**Required action**
Although the data below contains pictures, please reproduce only its words, exactly.
** Opening Data for analysis block **
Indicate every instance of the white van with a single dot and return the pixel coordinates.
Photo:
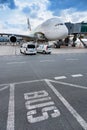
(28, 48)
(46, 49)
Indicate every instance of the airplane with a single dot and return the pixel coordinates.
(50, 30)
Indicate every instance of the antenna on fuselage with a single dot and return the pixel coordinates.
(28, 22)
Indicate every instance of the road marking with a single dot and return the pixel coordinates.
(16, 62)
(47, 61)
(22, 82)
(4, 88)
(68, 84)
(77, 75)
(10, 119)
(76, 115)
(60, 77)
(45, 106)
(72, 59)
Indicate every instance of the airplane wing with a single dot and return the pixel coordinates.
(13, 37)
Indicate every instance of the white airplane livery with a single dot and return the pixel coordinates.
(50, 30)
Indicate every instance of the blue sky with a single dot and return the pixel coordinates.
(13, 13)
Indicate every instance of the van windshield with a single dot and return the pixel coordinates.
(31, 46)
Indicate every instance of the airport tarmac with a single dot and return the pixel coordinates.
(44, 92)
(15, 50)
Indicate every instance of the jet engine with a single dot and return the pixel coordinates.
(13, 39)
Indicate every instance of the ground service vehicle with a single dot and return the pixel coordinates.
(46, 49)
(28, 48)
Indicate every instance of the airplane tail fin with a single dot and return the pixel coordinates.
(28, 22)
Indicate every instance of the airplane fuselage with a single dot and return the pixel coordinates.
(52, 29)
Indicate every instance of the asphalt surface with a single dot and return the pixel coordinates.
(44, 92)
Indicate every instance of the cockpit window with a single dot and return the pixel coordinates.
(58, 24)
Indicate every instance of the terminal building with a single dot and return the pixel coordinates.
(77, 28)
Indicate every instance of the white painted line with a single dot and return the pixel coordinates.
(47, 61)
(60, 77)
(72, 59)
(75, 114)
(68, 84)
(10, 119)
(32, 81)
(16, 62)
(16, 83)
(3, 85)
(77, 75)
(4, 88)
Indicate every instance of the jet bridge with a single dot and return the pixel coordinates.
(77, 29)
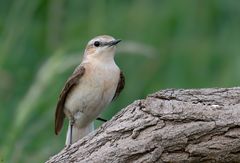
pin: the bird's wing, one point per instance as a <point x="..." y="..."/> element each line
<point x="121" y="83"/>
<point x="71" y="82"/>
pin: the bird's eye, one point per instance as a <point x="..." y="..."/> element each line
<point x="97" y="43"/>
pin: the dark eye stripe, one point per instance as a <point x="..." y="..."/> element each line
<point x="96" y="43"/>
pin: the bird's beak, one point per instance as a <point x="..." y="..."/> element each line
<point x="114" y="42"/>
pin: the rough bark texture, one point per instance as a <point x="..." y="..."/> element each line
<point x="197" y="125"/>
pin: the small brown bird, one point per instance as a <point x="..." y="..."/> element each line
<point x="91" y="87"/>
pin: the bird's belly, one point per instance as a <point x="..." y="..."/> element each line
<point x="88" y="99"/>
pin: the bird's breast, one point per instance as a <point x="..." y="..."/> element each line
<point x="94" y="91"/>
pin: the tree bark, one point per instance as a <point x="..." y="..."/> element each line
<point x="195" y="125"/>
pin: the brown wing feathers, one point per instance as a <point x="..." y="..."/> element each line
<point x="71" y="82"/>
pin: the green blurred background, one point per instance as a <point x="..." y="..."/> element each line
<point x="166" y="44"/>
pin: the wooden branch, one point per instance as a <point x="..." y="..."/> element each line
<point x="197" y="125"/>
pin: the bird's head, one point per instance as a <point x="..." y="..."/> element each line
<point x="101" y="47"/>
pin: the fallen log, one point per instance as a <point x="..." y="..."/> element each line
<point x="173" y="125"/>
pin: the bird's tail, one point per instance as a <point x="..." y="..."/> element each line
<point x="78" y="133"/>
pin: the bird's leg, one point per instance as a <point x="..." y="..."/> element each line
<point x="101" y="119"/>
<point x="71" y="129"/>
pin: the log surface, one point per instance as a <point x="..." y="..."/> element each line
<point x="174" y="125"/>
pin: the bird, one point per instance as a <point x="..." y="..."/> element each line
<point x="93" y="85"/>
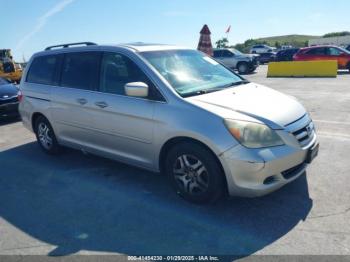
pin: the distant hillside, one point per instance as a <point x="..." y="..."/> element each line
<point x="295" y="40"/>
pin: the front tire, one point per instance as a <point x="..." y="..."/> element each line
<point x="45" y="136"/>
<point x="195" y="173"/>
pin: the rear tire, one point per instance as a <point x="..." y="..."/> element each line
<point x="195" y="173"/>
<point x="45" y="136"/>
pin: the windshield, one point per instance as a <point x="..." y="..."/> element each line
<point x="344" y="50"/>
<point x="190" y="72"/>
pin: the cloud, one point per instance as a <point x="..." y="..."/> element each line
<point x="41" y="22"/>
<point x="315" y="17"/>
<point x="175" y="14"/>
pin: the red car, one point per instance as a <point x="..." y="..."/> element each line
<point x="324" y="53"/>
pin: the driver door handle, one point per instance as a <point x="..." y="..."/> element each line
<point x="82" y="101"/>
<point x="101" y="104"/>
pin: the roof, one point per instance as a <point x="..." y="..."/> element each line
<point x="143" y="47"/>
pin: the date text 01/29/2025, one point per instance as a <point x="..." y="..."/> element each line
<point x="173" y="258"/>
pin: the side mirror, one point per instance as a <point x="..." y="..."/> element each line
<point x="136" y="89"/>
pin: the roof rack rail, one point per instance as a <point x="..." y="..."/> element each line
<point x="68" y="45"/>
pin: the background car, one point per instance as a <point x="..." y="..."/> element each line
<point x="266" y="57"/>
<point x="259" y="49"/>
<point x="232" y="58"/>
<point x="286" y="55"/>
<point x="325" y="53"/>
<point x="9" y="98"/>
** Closing Data for analysis block **
**Response below**
Indicate every instance of the white van with a single dot and return the pixel coordinates.
Photo:
(28, 48)
(46, 49)
Indicate every instance of the airplane with a single dot and return the pixel coordinates.
(50, 30)
Indicate every instance of the antenna on fuselage with a single dot and return the pixel coordinates.
(28, 22)
Indicate every instance of the road marking with a single dot and return the pixel coordinates.
(16, 62)
(47, 61)
(22, 82)
(4, 88)
(68, 84)
(77, 75)
(10, 119)
(76, 115)
(60, 77)
(45, 106)
(72, 59)
Indicate every instance of the airplane wing with a single dot and return the pixel coordinates.
(13, 37)
Indicate every instance of the white airplane livery with a single dot and return the pixel coordinates.
(50, 30)
Indicate every instance of the blue sky with a single dot and return the pixel coordinates.
(13, 13)
Indicate every instance of the van windshield with a single dot and return the pixel coordinates.
(31, 46)
Indicate every instance of the airport tarmac with a single dot and return the pixel coordinates.
(44, 92)
(15, 50)
Indicate every instance of the jet engine with a single dot and return the pixel coordinates.
(13, 39)
Indicate every instance of the ground service vehicle with a single dot and return the pixel coordinates.
(46, 49)
(28, 48)
Indicate every instance of the airplane tail fin with a single dot and return the pixel coordinates.
(28, 22)
Indicate every instance of the airplane fuselage with a single dot and return the pixel coordinates.
(52, 29)
Indicate every instance of the asphalt surface with a single dot and return the pixel coordinates.
(44, 92)
Indicate every instance of the cockpit window with a single dot and return the pixel coordinates.
(58, 24)
Indicate every instance of the terminal building with a single dot and return the pixel coordinates.
(77, 28)
Indicate every instance of the white painted line with a single dot and return the pixel coordinates.
(47, 61)
(60, 77)
(72, 59)
(75, 114)
(68, 84)
(10, 119)
(32, 81)
(16, 62)
(16, 83)
(3, 85)
(77, 75)
(4, 88)
Indicate every instance of the jet bridge with a single dot and return the pixel coordinates.
(77, 29)
pin: the bird's wing, one point per instance as a <point x="..." y="..."/> element each line
<point x="121" y="83"/>
<point x="71" y="82"/>
pin: the bird's eye, one point per instance as a <point x="..." y="..."/> element each line
<point x="97" y="43"/>
pin: the dark eye stripe, one point per instance as a <point x="..." y="..."/> element each line
<point x="96" y="43"/>
pin: the bird's beak, one point per instance as a <point x="..." y="..."/> element each line
<point x="114" y="42"/>
pin: the rough bark texture, one point per instance as a <point x="..." y="..."/> element each line
<point x="197" y="125"/>
pin: the small brown bird, one point per instance as a <point x="..." y="..."/> element each line
<point x="91" y="87"/>
pin: the bird's belly, one point per instance as a <point x="..." y="..."/> element each line
<point x="88" y="99"/>
pin: the bird's breast, one point per instance as a <point x="..." y="..."/> element each line
<point x="94" y="91"/>
pin: the tree bark, one point per instance as a <point x="..." y="..."/> element each line
<point x="195" y="125"/>
pin: the brown wing feathers, one point per instance as a <point x="..." y="..."/> element each line
<point x="71" y="82"/>
pin: the green blurred background, one point per instance as a <point x="..." y="..."/> element each line
<point x="166" y="44"/>
pin: the wooden branch, one point per instance as a <point x="..." y="..."/> element each line
<point x="197" y="125"/>
pin: the bird's head, one point per instance as a <point x="..." y="..."/> element each line
<point x="101" y="47"/>
pin: the fallen log, one point per instance as a <point x="..." y="..."/> element each line
<point x="173" y="125"/>
pin: the bird's tail, one point per instance as a <point x="..." y="..."/> element each line
<point x="78" y="133"/>
pin: the bird's leg, one point per instance as a <point x="..." y="..."/> element each line
<point x="101" y="119"/>
<point x="71" y="129"/>
pin: the log surface, one point per instance as a <point x="..." y="..."/> element each line
<point x="174" y="125"/>
pin: the bird, one point per instance as a <point x="..." y="..."/> element each line
<point x="93" y="85"/>
pin: the distant hillside, one point per instance as a <point x="..." y="..."/> element each line
<point x="295" y="40"/>
pin: the front tire, one point per instance as a <point x="..." y="..."/> element each line
<point x="45" y="136"/>
<point x="195" y="173"/>
pin: the rear tire, one point per instance as a <point x="..." y="..."/> element each line
<point x="195" y="173"/>
<point x="45" y="136"/>
pin: the windshield, one point per instance as a <point x="..." y="..."/> element each line
<point x="344" y="50"/>
<point x="190" y="72"/>
pin: the cloud, one point per instance as a <point x="..." y="..."/> element each line
<point x="41" y="22"/>
<point x="315" y="17"/>
<point x="175" y="14"/>
pin: the red car, one point per instance as a <point x="..." y="..."/> element each line
<point x="324" y="53"/>
pin: the driver door handle, one point per instance as a <point x="..." y="..."/> element each line
<point x="82" y="101"/>
<point x="101" y="104"/>
pin: the roof, one point per instance as a <point x="..." y="..."/> element each line
<point x="143" y="47"/>
pin: the date text 01/29/2025, one point per instance as a <point x="..." y="..."/> element each line
<point x="173" y="258"/>
pin: the side mirror, one point per instance as a <point x="..." y="..."/> element each line
<point x="136" y="89"/>
pin: the roof rack rail, one point per instance as a <point x="..." y="..."/> element each line
<point x="68" y="45"/>
pin: the background car, one point per instance as a <point x="..." y="..."/> element each line
<point x="266" y="57"/>
<point x="259" y="49"/>
<point x="232" y="58"/>
<point x="286" y="55"/>
<point x="325" y="53"/>
<point x="9" y="98"/>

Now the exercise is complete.